__WHAT TO PRODUCE__:
What you produce should match the records below precisely, except that images are removed.

__MATERIAL SHOWN__:
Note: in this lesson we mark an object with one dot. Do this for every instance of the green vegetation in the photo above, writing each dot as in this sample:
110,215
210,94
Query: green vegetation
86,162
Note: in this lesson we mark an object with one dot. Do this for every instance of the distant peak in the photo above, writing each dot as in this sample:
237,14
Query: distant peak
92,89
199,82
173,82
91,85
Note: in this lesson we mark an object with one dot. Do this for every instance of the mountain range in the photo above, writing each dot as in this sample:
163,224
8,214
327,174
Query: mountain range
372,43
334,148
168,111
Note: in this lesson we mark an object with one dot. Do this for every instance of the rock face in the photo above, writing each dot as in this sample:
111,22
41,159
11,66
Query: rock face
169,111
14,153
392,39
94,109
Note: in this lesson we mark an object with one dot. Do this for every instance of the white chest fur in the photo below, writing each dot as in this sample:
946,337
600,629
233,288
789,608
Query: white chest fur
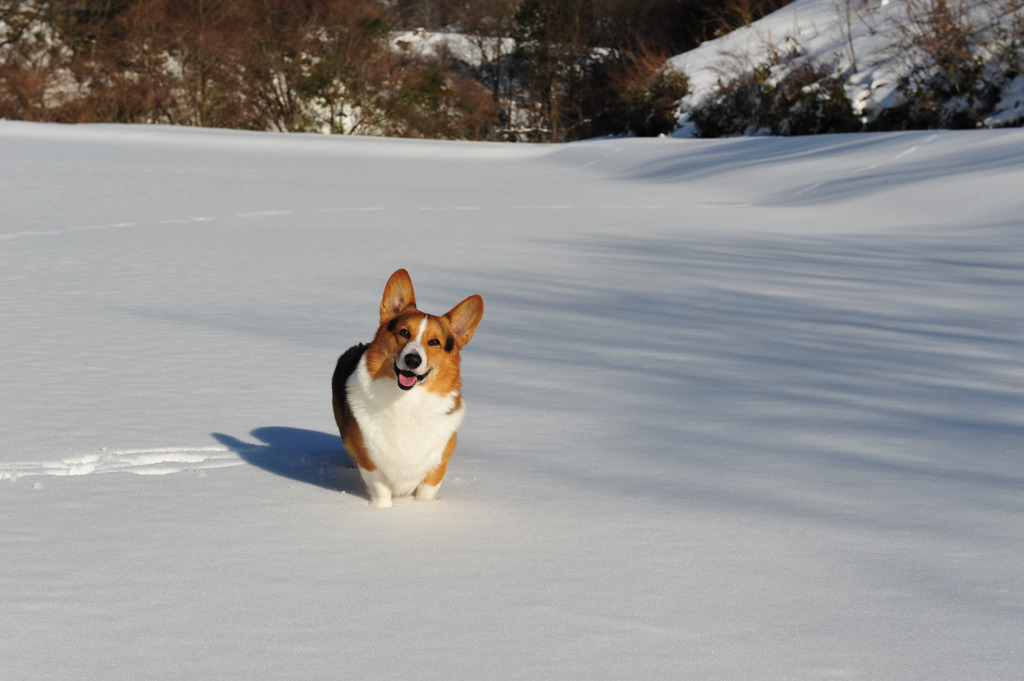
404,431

__ANSWER TO THE PROBLEM__:
Note: in this lesson we mark an object with one dot. Do this for every instance of the green vegetation in the photo above, writing each dot as in this sample:
110,215
210,94
Query: green vegetation
86,162
Note: in this lesson we mark an object with one dot. Do this for every instance of the distant peak in the photo above, writing each dot as in this sample:
237,14
Query: distant peak
92,89
199,82
173,82
91,85
Note: in this lesson we mark an object with one dot. Do this for every instance of the mountain range in the photo above, writing each dot as in this sample:
163,224
8,214
327,174
Query: mountain range
372,43
334,148
168,111
Note: in this lesson we mark an object with one dot. Do this for every instance of the rock face in the photo above, writing each dot as in this sample:
111,22
41,159
11,66
Query: rock face
169,111
14,153
392,39
94,109
Note: in this lesson we mark an object with one dot. Do this for every instance of the white chest fur in the photo below, writing each dot as in this sample:
946,337
600,629
233,288
789,608
Query: white chest fur
404,431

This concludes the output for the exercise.